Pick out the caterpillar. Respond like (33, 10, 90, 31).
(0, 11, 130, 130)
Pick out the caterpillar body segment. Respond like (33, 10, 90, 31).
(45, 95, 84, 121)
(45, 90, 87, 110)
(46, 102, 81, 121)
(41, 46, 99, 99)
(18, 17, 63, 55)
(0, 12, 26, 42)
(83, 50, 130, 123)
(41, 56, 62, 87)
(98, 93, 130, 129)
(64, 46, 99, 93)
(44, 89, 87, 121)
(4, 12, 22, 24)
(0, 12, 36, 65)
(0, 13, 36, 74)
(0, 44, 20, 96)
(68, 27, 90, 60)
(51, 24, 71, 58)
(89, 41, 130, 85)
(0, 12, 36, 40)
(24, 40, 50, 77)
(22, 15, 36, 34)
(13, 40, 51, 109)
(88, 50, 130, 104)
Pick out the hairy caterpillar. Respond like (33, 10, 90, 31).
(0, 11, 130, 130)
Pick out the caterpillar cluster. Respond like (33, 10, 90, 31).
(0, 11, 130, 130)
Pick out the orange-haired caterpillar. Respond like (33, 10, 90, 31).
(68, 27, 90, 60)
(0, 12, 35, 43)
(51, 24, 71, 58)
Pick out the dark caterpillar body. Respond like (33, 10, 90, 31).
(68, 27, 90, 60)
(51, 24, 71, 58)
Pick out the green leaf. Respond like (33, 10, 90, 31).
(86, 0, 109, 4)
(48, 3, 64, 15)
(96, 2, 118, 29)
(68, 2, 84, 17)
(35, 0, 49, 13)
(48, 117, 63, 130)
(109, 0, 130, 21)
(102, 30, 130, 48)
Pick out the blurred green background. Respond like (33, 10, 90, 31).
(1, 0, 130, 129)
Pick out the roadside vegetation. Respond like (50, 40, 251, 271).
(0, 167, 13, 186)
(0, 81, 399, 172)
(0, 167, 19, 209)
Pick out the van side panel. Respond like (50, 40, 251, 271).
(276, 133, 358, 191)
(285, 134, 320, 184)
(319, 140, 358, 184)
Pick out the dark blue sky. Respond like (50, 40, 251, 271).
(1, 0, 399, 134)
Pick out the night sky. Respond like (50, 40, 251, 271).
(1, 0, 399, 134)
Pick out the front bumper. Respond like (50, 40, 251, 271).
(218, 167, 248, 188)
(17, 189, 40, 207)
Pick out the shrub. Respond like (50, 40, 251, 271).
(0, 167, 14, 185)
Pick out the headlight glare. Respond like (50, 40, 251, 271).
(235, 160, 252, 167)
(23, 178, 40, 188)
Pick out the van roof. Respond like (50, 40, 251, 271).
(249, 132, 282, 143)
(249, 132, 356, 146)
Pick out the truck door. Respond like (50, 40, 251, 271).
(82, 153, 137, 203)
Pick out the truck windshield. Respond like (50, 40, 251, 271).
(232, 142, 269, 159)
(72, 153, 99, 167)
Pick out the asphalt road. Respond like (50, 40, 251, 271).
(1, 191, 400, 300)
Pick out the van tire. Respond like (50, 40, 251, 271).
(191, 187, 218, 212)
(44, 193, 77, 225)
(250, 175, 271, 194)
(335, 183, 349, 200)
------------------------------------------------
All lines from the one containing "Pick out the van side" to the end of the data above are to be set down exactly; no others belong in the answer.

Pick out the van side panel. Respond like (50, 40, 251, 271).
(276, 133, 358, 191)
(285, 134, 320, 184)
(319, 140, 358, 184)
Pick out the dark blue sky. Respond like (50, 40, 251, 271).
(1, 0, 399, 134)
Pick out the night sky. Respond like (50, 40, 251, 271).
(1, 0, 399, 134)
Pick out the front bumper. Respond like (50, 40, 251, 271).
(218, 167, 248, 188)
(17, 189, 40, 207)
Pick out the shrub. Respond like (50, 40, 251, 271).
(0, 167, 14, 185)
Pick out the headlight glare. Respond like (50, 40, 251, 271).
(235, 160, 252, 167)
(23, 178, 40, 188)
Pick out the van roof. Respond like (50, 40, 251, 271).
(249, 132, 282, 143)
(249, 132, 356, 146)
Pick out the truck door. Respond like (50, 40, 251, 271).
(82, 153, 137, 203)
Pick out the truck windshield. Respond like (50, 40, 251, 271).
(232, 142, 269, 159)
(72, 153, 99, 167)
Pick out the asphalt road. Respond like (50, 40, 251, 271).
(1, 191, 400, 300)
Pick out the van tire. Respond like (50, 40, 251, 271).
(191, 187, 218, 212)
(44, 193, 77, 225)
(250, 175, 271, 194)
(335, 183, 349, 200)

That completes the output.